# YOUR TASK
Return every line below that contains the word "snowy", copying each one in full.

(Location identification items)
# # # #

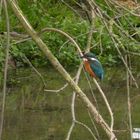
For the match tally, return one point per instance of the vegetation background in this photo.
(121, 19)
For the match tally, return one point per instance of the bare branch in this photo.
(60, 68)
(5, 68)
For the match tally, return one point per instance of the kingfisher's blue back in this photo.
(97, 68)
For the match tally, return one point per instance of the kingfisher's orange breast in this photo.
(88, 69)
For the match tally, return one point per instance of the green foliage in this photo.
(53, 13)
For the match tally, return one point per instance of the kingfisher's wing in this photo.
(97, 68)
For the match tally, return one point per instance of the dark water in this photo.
(33, 114)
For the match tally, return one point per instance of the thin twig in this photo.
(128, 101)
(5, 68)
(59, 67)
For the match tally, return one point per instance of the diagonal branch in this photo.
(17, 11)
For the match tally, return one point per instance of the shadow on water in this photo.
(32, 114)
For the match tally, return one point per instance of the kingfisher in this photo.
(92, 65)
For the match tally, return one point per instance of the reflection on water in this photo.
(32, 114)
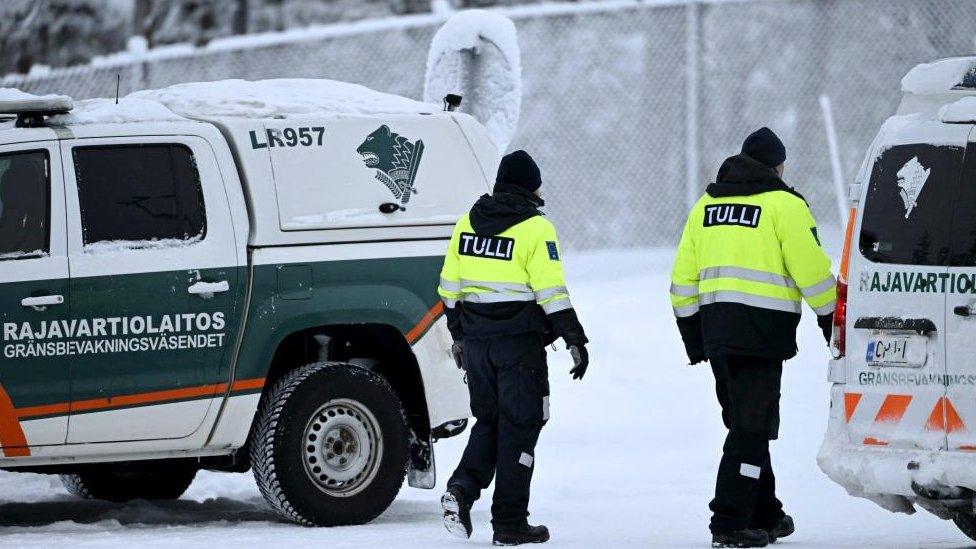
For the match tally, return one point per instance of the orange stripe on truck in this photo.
(944, 417)
(14, 442)
(425, 322)
(893, 408)
(11, 434)
(851, 400)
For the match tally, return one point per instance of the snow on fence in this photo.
(630, 106)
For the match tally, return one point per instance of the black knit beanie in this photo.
(763, 145)
(520, 170)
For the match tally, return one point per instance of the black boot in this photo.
(741, 538)
(522, 533)
(457, 513)
(781, 529)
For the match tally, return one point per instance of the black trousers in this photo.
(748, 389)
(509, 385)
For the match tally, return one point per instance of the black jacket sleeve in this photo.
(691, 335)
(826, 323)
(565, 324)
(453, 315)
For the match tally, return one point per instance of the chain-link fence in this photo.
(630, 107)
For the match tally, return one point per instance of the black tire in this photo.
(122, 485)
(967, 523)
(286, 448)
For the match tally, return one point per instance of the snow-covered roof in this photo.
(106, 111)
(498, 101)
(937, 77)
(278, 98)
(961, 111)
(281, 98)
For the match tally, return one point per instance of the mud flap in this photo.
(421, 471)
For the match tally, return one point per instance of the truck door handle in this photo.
(41, 303)
(208, 289)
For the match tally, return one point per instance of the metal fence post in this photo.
(692, 76)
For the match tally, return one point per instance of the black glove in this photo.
(581, 360)
(691, 336)
(826, 323)
(457, 350)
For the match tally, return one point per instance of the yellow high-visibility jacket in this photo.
(744, 265)
(507, 283)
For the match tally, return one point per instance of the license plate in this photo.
(888, 350)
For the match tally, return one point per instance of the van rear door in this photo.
(898, 286)
(959, 406)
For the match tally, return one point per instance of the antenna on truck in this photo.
(452, 101)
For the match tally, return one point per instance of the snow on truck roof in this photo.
(263, 99)
(943, 90)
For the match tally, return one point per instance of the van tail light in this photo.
(838, 343)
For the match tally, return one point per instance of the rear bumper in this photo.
(885, 475)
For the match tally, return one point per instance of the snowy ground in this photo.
(628, 459)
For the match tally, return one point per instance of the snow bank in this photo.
(106, 111)
(963, 110)
(492, 83)
(937, 77)
(280, 98)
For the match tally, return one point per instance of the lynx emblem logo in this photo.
(395, 159)
(911, 178)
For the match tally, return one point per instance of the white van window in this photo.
(908, 205)
(139, 193)
(24, 205)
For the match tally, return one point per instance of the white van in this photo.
(902, 427)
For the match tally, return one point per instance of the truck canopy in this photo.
(320, 161)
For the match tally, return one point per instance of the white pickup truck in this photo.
(232, 275)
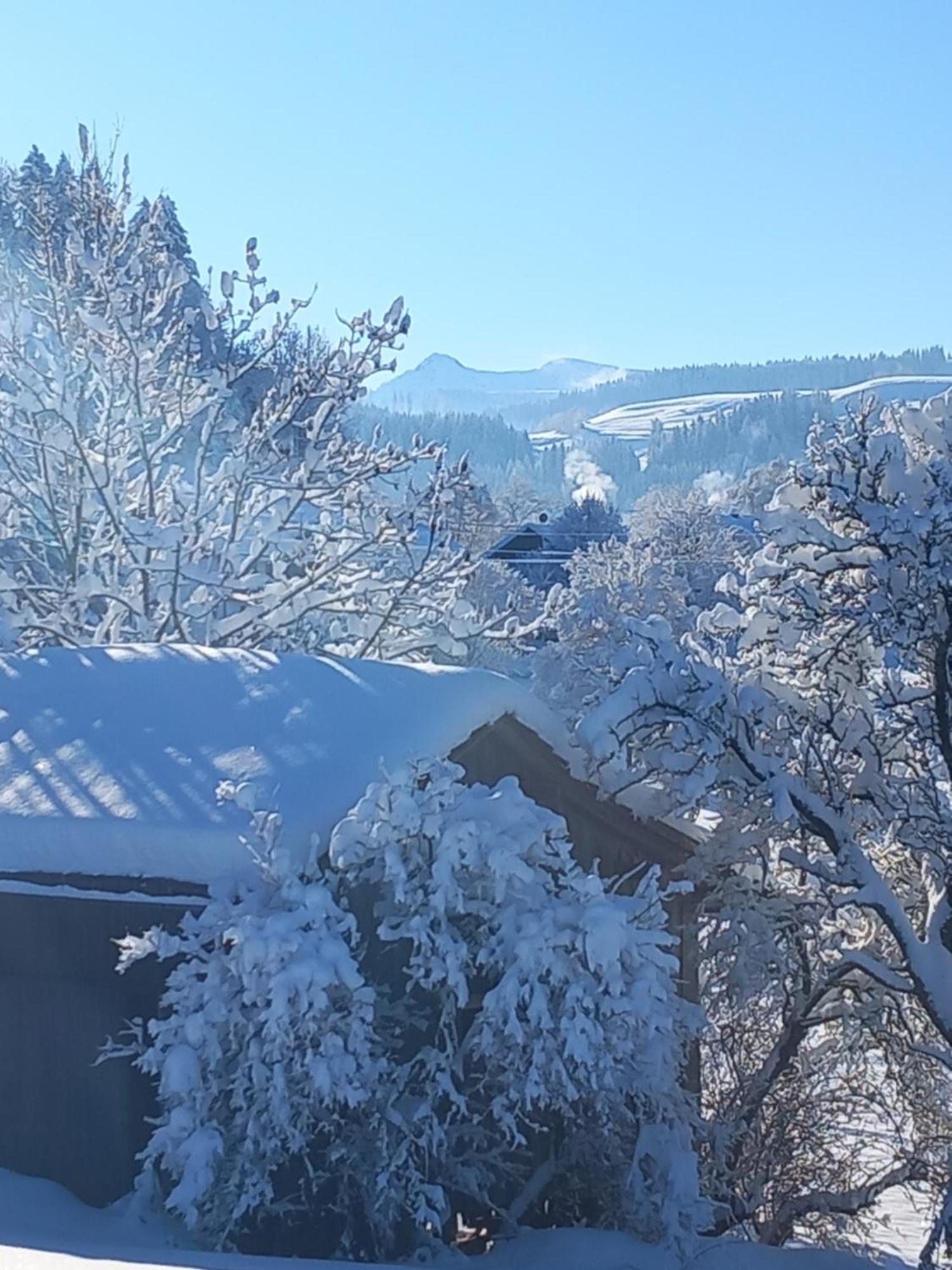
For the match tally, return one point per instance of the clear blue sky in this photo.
(644, 184)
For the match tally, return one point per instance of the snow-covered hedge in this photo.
(444, 1019)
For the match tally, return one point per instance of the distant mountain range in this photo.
(444, 384)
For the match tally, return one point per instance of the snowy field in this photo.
(637, 421)
(43, 1227)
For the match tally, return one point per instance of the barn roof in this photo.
(110, 758)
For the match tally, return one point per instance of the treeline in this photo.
(804, 374)
(750, 435)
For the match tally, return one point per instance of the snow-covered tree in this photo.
(444, 1018)
(173, 467)
(818, 700)
(667, 563)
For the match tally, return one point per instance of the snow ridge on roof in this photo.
(110, 758)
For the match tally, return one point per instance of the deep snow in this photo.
(43, 1227)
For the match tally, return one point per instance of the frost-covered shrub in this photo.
(265, 1043)
(444, 1018)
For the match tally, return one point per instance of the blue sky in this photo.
(643, 184)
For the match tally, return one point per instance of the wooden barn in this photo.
(110, 763)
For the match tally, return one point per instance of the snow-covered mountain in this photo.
(637, 422)
(441, 383)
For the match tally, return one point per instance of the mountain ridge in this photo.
(444, 383)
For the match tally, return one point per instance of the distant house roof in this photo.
(534, 552)
(110, 758)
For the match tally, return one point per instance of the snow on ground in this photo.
(111, 758)
(43, 1227)
(637, 421)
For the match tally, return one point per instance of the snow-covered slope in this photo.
(637, 421)
(111, 758)
(441, 383)
(43, 1227)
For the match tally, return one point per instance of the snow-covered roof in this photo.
(110, 758)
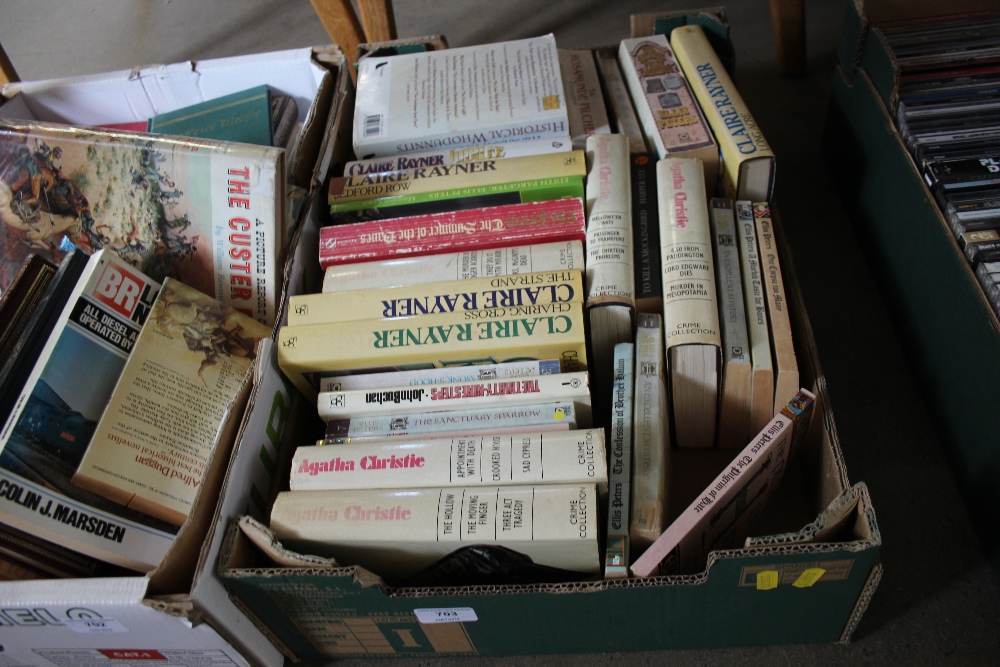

# # # #

# OUTPUT
For the match tally, return one point per instance of the snowy ground in this photo.
For the match tally, return one point per instance of the snowy field in this photo.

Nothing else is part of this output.